Directions:
Reproduce, word for word, every line starting at the line that contains "the man's hand" and ending with the final line of the entries.

Record extracts:
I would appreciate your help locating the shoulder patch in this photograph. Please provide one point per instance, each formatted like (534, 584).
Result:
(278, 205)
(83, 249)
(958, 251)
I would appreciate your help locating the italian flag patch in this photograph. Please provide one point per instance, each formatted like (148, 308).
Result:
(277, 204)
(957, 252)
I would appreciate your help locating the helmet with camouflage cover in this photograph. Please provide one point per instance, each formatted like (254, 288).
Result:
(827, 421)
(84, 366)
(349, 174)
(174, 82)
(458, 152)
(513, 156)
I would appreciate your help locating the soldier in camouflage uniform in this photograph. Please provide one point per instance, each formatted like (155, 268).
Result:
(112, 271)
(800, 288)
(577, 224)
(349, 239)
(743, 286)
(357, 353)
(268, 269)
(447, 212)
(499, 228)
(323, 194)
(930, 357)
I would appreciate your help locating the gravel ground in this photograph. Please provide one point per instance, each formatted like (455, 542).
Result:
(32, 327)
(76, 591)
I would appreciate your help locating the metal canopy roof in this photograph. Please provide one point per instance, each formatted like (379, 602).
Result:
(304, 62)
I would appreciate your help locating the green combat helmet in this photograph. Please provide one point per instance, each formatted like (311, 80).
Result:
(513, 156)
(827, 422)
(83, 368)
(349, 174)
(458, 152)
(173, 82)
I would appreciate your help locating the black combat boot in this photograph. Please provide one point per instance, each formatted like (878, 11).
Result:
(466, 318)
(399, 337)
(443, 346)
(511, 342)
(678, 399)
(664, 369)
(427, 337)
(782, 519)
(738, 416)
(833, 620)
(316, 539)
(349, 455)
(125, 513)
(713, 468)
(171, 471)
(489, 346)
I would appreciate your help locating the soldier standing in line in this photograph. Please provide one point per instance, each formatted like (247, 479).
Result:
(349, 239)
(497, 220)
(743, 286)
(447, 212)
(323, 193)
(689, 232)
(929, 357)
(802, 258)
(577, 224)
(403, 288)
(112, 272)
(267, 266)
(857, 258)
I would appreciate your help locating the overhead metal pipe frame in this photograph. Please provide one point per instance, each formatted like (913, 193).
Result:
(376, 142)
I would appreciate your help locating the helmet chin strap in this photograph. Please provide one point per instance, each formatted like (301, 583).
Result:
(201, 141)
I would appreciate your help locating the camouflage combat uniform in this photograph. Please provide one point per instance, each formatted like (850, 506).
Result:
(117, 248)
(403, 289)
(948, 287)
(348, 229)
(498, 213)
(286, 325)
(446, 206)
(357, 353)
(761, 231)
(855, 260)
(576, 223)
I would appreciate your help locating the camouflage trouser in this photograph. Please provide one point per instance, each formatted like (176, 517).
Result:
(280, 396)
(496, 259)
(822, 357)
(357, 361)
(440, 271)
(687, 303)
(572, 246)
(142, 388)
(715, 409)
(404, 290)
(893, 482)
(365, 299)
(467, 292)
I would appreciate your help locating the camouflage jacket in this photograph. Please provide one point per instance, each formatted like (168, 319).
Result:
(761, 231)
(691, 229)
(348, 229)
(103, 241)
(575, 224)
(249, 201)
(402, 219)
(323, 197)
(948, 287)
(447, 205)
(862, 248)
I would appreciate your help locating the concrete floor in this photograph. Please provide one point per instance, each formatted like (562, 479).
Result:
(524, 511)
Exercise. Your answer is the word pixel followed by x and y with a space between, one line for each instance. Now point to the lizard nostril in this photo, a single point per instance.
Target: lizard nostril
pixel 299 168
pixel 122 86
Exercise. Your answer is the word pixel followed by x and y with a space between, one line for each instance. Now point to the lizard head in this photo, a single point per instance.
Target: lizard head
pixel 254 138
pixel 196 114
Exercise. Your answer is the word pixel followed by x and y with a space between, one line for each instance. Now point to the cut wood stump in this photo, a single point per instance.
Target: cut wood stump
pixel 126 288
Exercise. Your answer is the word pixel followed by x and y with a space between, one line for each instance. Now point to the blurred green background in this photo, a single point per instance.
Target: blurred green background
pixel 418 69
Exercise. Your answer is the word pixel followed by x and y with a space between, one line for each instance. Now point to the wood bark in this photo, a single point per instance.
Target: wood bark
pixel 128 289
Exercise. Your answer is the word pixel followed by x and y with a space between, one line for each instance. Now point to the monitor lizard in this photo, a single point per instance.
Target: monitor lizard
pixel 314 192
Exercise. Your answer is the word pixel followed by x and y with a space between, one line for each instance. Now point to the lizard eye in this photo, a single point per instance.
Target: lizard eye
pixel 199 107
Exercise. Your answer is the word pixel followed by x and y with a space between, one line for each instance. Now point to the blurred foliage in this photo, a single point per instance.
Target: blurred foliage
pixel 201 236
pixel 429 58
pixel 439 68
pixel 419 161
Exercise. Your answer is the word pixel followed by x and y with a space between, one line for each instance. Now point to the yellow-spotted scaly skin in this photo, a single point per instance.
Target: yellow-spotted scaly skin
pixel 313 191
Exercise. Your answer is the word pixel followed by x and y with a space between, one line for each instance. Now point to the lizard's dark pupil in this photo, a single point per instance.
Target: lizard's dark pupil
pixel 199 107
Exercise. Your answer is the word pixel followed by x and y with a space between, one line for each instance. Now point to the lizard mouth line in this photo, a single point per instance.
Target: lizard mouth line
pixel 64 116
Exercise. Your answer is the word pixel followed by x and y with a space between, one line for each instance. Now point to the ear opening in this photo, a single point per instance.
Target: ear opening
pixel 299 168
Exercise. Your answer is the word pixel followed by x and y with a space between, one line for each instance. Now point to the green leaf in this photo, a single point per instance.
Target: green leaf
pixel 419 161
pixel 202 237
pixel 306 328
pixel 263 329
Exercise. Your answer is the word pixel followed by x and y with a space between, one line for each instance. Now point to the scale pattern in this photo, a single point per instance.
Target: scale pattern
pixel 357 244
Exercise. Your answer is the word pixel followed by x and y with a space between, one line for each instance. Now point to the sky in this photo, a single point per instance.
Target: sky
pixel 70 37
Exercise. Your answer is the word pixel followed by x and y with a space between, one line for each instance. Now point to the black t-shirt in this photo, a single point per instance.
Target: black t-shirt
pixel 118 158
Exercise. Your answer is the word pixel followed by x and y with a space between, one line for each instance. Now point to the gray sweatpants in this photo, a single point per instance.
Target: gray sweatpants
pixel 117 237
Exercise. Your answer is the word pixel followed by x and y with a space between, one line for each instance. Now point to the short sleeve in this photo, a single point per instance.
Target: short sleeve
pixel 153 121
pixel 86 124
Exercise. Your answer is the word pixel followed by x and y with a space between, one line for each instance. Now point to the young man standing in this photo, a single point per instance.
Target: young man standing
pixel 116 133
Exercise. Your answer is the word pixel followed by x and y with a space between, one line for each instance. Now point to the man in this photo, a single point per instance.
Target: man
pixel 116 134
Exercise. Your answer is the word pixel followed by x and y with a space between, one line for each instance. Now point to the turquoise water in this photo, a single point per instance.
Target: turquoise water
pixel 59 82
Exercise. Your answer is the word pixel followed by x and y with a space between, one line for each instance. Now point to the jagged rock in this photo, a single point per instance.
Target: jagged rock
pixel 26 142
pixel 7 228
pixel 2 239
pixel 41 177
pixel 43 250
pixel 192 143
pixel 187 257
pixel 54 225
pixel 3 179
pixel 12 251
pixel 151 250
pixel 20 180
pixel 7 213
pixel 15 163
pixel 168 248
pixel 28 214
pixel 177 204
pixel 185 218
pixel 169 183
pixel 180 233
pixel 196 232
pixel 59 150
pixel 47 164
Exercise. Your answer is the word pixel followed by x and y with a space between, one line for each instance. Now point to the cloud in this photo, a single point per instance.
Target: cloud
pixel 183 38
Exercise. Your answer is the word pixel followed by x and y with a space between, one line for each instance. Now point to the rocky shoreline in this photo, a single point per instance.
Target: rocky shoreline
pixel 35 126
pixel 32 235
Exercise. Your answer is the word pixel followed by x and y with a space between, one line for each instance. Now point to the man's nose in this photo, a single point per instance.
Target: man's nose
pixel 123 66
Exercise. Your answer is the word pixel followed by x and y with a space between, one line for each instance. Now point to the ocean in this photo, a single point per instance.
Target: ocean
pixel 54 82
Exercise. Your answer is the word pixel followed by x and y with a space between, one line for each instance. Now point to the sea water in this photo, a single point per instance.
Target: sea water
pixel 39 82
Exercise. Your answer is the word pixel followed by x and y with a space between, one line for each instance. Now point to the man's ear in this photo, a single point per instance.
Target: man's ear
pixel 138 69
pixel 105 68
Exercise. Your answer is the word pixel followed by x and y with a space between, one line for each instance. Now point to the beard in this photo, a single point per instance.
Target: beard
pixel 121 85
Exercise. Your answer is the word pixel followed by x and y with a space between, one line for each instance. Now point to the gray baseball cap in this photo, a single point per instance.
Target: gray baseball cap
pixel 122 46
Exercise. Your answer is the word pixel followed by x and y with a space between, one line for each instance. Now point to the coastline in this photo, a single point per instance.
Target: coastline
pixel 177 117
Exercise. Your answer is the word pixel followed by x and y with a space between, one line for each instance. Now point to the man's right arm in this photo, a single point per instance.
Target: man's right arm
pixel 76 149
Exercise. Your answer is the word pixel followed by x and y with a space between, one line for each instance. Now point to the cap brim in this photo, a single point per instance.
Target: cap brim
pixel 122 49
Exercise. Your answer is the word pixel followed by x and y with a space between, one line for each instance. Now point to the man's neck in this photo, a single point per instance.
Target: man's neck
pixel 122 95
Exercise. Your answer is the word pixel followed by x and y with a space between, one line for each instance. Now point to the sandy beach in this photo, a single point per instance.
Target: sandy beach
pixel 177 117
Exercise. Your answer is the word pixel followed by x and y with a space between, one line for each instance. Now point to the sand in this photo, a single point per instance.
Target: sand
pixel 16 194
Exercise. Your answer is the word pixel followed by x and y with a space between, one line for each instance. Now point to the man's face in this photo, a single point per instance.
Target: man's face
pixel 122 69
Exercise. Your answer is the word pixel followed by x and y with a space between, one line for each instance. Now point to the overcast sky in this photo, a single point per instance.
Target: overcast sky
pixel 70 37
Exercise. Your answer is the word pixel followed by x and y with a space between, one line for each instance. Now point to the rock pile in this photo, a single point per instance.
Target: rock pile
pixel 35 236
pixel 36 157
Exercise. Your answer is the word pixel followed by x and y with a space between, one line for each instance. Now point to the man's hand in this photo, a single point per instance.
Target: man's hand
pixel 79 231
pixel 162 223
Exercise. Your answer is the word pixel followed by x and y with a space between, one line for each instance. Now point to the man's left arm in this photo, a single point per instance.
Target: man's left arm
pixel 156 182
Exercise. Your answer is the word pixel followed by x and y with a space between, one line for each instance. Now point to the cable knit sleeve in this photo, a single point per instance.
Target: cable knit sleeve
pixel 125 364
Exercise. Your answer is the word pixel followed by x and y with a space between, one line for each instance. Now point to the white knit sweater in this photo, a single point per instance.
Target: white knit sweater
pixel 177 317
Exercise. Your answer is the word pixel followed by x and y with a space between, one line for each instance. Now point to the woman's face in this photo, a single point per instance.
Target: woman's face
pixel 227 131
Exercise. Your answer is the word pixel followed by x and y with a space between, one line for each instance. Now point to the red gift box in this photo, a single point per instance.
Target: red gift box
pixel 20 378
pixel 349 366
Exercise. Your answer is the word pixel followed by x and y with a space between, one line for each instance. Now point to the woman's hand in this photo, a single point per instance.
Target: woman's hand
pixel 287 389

Solution for this problem:
Exercise. Your answer is the word pixel followed by x and y with a space between, one line for each instance. Now point to the man's hand in this photo, a single point per instance.
Target: man's hand
pixel 79 231
pixel 162 223
Exercise. Your answer is the word pixel followed by x and y with a space between, one line for each instance. Now point to the man's left arm in this photo, a single point per instance.
Target: man's left arm
pixel 156 182
Exercise. Your answer is the word pixel followed by x and y with a space between, one line for each instance. Now point to the cable knit sleeve in this photo, a single point per instance.
Target: cable knit sleeve
pixel 125 364
Exercise. Your answer is the word pixel followed by x and y with a space between, one line for each instance. Now point to the white knit sweater in this photo, a single point per instance.
Target: white knit sweater
pixel 177 317
Exercise. Your answer is the word pixel followed by x and y with a space between, one line for each instance. Now point to the woman's face in this photo, a single point per instance.
Target: woman's face
pixel 227 131
Exercise. Your answer is the word pixel followed by x and y with a space between, one line for each instance. Now point to the red gift box in this photo, a single point per instance.
Target: red gift box
pixel 20 378
pixel 349 366
Exercise. Your answer is the word pixel followed by x and y with a space between, one line for each instance. Now point to the woman's hand in this photo, a single point per instance.
Target: woman's hand
pixel 287 389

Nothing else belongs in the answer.